## DATA FOR THE TASK

+++

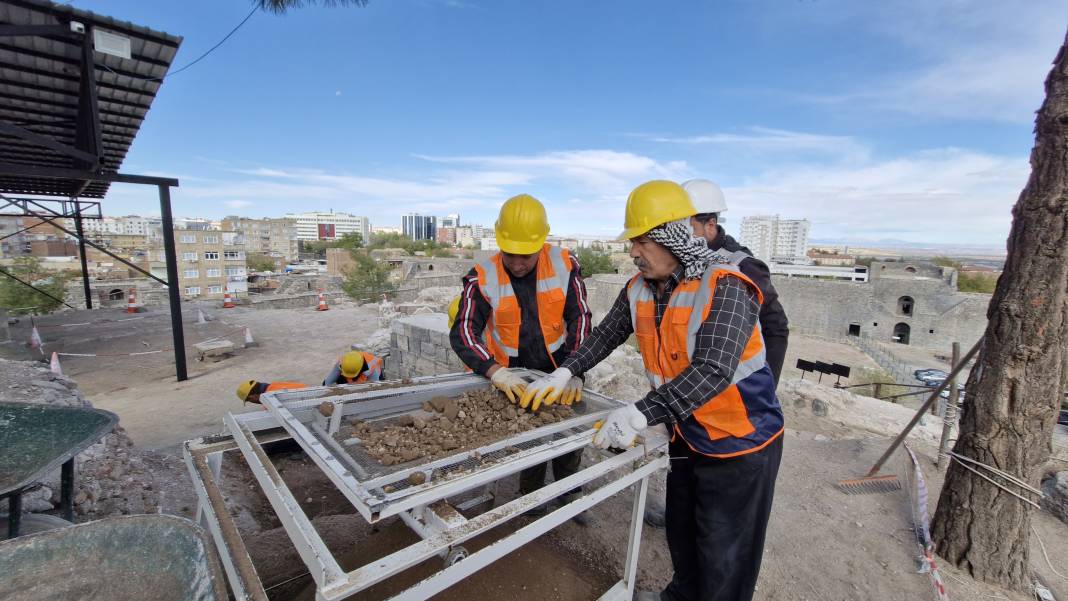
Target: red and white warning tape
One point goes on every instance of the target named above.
(919, 501)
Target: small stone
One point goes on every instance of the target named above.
(452, 410)
(438, 402)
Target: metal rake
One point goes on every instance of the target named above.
(873, 484)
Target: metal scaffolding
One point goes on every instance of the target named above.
(75, 88)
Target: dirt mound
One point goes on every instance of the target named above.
(448, 425)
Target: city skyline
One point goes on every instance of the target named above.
(888, 121)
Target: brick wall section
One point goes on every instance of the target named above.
(419, 346)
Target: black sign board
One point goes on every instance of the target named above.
(839, 369)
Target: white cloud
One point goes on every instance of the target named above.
(769, 140)
(966, 59)
(944, 195)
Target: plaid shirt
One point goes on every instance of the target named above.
(718, 348)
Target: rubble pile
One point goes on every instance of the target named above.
(446, 426)
(111, 477)
(622, 376)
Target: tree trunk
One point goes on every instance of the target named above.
(1016, 389)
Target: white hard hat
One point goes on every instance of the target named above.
(706, 195)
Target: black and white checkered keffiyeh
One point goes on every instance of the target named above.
(691, 251)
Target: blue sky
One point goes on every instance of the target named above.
(892, 120)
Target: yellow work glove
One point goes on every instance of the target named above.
(546, 390)
(572, 392)
(509, 382)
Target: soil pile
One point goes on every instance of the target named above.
(449, 425)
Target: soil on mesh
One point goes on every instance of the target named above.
(446, 426)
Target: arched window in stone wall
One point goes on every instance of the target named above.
(901, 333)
(906, 305)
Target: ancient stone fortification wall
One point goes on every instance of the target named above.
(940, 315)
(419, 346)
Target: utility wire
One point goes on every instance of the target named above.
(199, 59)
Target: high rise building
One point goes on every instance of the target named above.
(272, 237)
(420, 226)
(773, 239)
(329, 225)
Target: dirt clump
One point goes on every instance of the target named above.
(472, 420)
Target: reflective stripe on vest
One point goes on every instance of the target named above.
(553, 273)
(374, 370)
(741, 418)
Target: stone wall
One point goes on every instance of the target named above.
(940, 315)
(295, 301)
(419, 346)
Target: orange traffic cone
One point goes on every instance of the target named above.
(131, 301)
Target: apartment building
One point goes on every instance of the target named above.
(276, 238)
(208, 262)
(329, 225)
(420, 226)
(773, 239)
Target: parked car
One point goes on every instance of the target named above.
(931, 374)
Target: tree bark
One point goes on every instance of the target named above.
(1015, 391)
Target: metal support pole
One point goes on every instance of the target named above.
(81, 253)
(949, 420)
(14, 513)
(66, 490)
(173, 293)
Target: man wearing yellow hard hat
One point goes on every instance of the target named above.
(695, 318)
(524, 307)
(355, 367)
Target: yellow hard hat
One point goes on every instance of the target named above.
(521, 227)
(245, 389)
(655, 203)
(454, 307)
(351, 362)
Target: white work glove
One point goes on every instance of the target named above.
(547, 389)
(572, 393)
(509, 382)
(619, 428)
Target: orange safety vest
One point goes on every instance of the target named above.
(553, 274)
(747, 415)
(372, 374)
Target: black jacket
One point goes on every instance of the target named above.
(773, 322)
(467, 335)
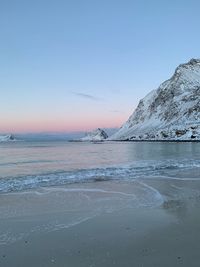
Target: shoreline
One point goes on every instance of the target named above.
(102, 224)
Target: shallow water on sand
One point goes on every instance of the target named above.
(31, 165)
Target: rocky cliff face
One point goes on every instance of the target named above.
(172, 112)
(96, 135)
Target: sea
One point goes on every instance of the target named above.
(26, 165)
(47, 186)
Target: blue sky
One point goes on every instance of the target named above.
(78, 65)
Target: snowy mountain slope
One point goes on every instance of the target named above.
(172, 112)
(96, 135)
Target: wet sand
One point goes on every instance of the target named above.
(78, 226)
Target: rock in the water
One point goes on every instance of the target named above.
(6, 138)
(172, 112)
(96, 135)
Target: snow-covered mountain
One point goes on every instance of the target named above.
(6, 138)
(172, 112)
(96, 135)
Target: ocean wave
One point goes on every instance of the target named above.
(125, 172)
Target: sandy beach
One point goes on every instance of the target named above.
(103, 224)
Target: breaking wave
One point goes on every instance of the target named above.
(134, 171)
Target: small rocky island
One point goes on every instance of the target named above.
(7, 138)
(96, 135)
(171, 113)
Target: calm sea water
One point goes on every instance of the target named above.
(26, 165)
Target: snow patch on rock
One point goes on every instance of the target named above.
(172, 112)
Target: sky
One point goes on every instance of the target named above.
(74, 65)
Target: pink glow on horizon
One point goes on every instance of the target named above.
(60, 126)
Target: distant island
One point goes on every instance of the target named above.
(170, 113)
(6, 138)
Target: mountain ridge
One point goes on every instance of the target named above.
(171, 112)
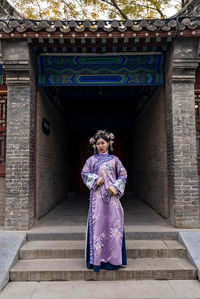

+++

## EXERCISE BRIEF
Repeat the whole listing above word for word, from its first line to its last, leaving out the pictures.

## SOLUTION
Target: red and white warning tape
One point goes on every instance of the target named above.
(919, 501)
Target: small stone
One point goes on every instance of the target named above.
(452, 410)
(438, 402)
Target: metal rake
One point goes on every instance of the target named above.
(873, 484)
Target: metal scaffolding
One point goes on every instance of the target named above.
(75, 88)
Target: dirt mound
One point goes on every instance of the target named above.
(448, 425)
Target: city skyline
One point goes on every instance of the target named above.
(888, 121)
Target: brick wall section
One point goes on every instance of the target named above.
(419, 346)
Target: black sign board
One point goes on every instance of the target named above.
(839, 369)
Target: white cloud
One point goes on every instance of the target named above.
(769, 140)
(966, 59)
(944, 195)
Target: plaid shirt
One point goes on every instance of the target named above.
(718, 348)
Target: rubble pile
One point goes on every instance of the target named above.
(446, 426)
(111, 477)
(622, 376)
Target: tree trunk
One point goes on every instance of the target named above.
(1016, 389)
Target: white hard hat
One point goes on every instance of the target named above.
(706, 195)
Target: black and white checkered keffiyeh
One point goes on every instance of the target named above.
(691, 251)
Target: blue sky
One point goes on every instance of the target named above.
(892, 120)
Target: yellow work glove
One point goes on every instance of the target named above.
(546, 390)
(572, 392)
(509, 382)
Target: soil pile
One point goes on every instance of the target named above.
(449, 425)
Target: soil on mesh
One point goes on every instance of the target named above.
(446, 426)
Target: arched window in stone wall
One point goes on every instance of the target named above.
(901, 333)
(906, 305)
Target: ancient stone fortification wall
One point goes on every instance of the target named above.
(940, 315)
(419, 346)
Target: utility wire
One point goes on every instance of the target named above.
(199, 59)
Target: high rise building
One point goes on every instance of the target named above.
(272, 237)
(420, 226)
(773, 239)
(329, 225)
Target: dirt clump
One point goes on every instance of the target named above.
(472, 420)
Target: reflective stripe on vest
One point goes on every instance of the target named above.
(553, 273)
(374, 370)
(741, 418)
Target: stone wall
One point goes on every instance of the target named above.
(940, 315)
(295, 301)
(419, 346)
Target: orange traffic cone
One point goes on every instance of the target named above.
(131, 301)
Target: apartment building
One point goes on every instance of the target named above.
(276, 238)
(208, 262)
(329, 225)
(420, 226)
(773, 239)
Target: parked car
One point goes on every instance of the target named above.
(931, 374)
Target: tree bark
One point goes on every instance of the target named above.
(1015, 391)
Target: metal support pole
One point goes on every instance of the target named above.
(81, 253)
(949, 420)
(14, 513)
(66, 490)
(173, 293)
Target: man wearing yellow hard hat
One point goes on every instance of the target named above.
(695, 318)
(524, 307)
(355, 367)
Target: yellow hard hat
One point goes on every instance of the target named above.
(521, 227)
(245, 389)
(655, 203)
(454, 307)
(351, 362)
Target: white work glove
One point goes on every instance of the target named above.
(547, 389)
(572, 393)
(509, 382)
(619, 428)
Target: orange safety vest
One point goes on every instance of the target named above.
(553, 274)
(747, 415)
(372, 374)
Target: black jacket
One point goes on every instance of the target named above.
(773, 322)
(467, 335)
Target: shoreline
One point goes on every instance of the target named above.
(102, 224)
Target: shallow water on sand
One point goes on every instance of the target named above.
(31, 165)
Target: rocky cliff face
One point goes on every instance of the target named above.
(172, 112)
(96, 135)
Target: sea
One point goes on every instance of the target named above.
(26, 165)
(47, 186)
Target: blue sky
One point goes on every instance of the target named above.
(78, 65)
Target: snowy mountain slope
One point goes on every instance of the target named above.
(172, 112)
(96, 135)
Target: wet sand
One point goes on every instance of the target named above.
(78, 226)
Target: rock in the water
One point goes on every instance of the target named above.
(6, 138)
(172, 112)
(96, 135)
Target: snow-covered mountain
One point goes on every instance of the target named above.
(6, 138)
(172, 112)
(96, 135)
Target: ocean wave
One point goes on every instance of the target named above.
(125, 172)
Target: sandy beach
One point goes on every instance of the target named above.
(103, 224)
Target: breaking wave
One point goes on every instance of the target named above.
(134, 171)
Target: small rocky island
One point goes on every instance of the target named above.
(7, 138)
(96, 135)
(171, 113)
Target: calm sea water
One point goes on every instance of the target named above.
(26, 165)
Target: snow patch on rock
One point goes on every instance of the target named above.
(172, 112)
Target: sky
One point goes on every instance of the target named above.
(74, 65)
Target: pink glow on horizon
One point goes on every instance of the target named above.
(60, 126)
Target: distant island
One point goes on every instance of the target named above.
(170, 113)
(6, 138)
Target: mountain ridge
One point goes on every instance of the target named above.
(171, 112)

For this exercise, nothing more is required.